*Task brief*: In the rows below, start at the line that contains "Draw the outline of every instance of the clear" and stop after the line that contains "66], [31, 51]]". Render those lines as a numbered list, leaving out any blank lines.

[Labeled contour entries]
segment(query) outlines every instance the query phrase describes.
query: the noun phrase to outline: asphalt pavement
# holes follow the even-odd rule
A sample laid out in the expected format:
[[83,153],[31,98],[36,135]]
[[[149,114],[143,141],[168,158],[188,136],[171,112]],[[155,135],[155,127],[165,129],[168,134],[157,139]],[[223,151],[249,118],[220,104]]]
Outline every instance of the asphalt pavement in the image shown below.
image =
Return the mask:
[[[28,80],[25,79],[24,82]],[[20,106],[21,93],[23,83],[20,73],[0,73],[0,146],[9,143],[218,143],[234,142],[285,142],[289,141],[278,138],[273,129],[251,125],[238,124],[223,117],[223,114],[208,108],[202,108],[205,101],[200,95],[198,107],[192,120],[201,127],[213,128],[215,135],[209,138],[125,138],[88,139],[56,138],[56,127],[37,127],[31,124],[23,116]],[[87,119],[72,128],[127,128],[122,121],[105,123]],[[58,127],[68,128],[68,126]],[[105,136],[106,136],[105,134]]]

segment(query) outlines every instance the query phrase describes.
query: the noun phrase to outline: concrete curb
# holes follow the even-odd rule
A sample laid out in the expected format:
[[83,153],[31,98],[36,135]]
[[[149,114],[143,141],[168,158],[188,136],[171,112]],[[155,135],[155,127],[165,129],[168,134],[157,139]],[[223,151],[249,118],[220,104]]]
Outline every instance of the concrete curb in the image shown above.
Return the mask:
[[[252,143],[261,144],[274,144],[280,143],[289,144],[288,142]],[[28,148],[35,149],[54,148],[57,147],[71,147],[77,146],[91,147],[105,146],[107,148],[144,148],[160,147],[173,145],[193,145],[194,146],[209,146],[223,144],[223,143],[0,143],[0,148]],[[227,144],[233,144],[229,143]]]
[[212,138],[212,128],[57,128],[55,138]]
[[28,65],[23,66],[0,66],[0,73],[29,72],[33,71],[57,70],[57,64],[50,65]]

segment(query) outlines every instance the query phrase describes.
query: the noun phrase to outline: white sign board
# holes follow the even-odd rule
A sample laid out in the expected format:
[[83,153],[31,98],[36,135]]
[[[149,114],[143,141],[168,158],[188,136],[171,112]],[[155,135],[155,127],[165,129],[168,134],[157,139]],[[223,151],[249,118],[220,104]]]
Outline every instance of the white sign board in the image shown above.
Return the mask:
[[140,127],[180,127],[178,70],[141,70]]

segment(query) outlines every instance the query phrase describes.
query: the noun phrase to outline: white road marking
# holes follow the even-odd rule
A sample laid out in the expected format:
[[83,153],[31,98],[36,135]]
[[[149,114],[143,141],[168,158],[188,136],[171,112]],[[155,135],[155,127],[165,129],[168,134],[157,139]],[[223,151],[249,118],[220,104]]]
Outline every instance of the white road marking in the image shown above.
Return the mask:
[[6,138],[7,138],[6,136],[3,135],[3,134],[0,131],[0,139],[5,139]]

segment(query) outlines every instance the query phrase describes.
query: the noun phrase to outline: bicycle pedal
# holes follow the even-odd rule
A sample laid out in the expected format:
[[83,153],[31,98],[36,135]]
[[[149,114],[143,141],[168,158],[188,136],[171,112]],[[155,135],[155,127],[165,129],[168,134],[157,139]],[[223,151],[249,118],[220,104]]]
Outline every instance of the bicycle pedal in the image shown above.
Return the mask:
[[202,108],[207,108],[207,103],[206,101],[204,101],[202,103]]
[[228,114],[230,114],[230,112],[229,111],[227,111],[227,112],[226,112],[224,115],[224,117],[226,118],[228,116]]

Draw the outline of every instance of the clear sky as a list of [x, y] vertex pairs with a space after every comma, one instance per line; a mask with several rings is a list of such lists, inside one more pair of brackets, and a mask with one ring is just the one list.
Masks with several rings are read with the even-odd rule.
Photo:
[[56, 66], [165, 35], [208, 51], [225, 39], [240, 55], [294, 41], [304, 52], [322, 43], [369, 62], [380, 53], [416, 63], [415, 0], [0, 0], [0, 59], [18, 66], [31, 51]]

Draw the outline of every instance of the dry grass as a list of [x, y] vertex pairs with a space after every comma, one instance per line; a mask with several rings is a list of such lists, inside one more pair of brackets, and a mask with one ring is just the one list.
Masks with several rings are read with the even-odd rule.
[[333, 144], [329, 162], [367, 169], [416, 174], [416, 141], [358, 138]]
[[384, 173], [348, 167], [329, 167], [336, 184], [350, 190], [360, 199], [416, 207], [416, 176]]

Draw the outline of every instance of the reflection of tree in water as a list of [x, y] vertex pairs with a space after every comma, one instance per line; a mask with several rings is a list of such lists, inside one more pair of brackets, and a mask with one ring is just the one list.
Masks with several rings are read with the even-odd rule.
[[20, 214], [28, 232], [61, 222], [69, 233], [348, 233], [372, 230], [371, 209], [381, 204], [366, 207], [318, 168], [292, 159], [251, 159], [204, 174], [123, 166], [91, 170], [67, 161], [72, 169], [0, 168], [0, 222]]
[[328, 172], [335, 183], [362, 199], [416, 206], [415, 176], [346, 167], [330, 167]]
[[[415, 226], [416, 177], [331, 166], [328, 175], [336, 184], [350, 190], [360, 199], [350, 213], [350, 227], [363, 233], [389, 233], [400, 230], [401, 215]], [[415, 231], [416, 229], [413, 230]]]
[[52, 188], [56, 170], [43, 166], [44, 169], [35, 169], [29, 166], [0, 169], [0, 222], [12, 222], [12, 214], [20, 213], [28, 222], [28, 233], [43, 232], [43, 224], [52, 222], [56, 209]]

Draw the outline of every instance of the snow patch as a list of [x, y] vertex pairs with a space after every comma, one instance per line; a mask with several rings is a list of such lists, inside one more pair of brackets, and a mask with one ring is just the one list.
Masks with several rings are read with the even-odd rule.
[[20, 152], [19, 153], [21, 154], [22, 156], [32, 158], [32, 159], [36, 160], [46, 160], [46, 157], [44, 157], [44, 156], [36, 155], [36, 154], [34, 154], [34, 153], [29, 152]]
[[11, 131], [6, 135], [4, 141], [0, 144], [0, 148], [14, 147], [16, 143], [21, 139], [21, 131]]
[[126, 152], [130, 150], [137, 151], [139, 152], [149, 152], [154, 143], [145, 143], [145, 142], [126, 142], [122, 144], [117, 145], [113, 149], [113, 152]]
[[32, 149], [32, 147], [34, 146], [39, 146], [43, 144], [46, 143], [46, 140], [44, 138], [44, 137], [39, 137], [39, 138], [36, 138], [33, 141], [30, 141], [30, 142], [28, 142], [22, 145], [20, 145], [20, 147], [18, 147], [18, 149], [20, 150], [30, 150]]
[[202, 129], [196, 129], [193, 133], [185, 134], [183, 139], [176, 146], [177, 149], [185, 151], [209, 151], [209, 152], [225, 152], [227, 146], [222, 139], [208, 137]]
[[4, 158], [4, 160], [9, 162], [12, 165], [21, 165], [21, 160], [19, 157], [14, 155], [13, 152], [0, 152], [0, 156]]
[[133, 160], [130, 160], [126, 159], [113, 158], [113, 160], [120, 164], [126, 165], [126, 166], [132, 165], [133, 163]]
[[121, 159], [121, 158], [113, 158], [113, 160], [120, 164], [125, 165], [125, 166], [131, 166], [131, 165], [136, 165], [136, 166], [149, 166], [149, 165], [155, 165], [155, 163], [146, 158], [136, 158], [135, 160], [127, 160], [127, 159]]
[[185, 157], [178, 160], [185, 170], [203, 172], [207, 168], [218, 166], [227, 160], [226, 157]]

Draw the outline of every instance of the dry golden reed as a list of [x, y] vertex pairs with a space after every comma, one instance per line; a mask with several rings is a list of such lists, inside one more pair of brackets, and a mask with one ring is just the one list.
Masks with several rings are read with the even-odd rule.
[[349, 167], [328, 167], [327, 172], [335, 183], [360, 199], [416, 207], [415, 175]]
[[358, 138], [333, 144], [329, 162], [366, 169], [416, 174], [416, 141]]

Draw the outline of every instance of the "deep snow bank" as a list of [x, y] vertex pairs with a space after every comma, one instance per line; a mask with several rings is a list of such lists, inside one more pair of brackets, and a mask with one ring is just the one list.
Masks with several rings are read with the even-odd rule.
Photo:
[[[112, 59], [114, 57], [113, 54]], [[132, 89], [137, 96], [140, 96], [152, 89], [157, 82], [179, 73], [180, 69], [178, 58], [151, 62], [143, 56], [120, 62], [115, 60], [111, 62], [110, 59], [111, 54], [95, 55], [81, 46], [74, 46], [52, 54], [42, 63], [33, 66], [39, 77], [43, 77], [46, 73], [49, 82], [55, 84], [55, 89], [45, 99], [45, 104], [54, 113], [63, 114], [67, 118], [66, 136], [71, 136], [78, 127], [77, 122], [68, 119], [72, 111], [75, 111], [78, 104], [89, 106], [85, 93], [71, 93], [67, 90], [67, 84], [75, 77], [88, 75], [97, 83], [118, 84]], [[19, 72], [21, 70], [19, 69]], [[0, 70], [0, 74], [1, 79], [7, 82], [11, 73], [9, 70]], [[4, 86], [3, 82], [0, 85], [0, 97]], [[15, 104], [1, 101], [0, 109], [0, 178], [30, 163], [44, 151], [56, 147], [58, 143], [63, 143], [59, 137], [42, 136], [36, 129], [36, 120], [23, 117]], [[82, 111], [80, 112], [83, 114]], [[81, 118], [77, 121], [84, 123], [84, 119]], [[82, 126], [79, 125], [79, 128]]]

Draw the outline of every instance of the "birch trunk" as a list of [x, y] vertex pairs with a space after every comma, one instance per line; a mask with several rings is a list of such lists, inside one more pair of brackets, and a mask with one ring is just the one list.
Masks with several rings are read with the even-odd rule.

*Full answer*:
1. Draw the outline of every instance of the clear sky as a list of [x, y] vertex pairs with a space after every comma, one instance per line; a mask with several rings is a list of such lists, inside one more pair of brackets, and a mask with one ring is just the one list.
2. Masks with several rings are read with the even-odd rule.
3. Photo:
4. [[56, 66], [165, 35], [208, 51], [225, 39], [240, 55], [294, 41], [304, 52], [322, 43], [369, 62], [380, 53], [416, 63], [415, 0], [0, 0], [0, 59], [18, 66], [31, 51]]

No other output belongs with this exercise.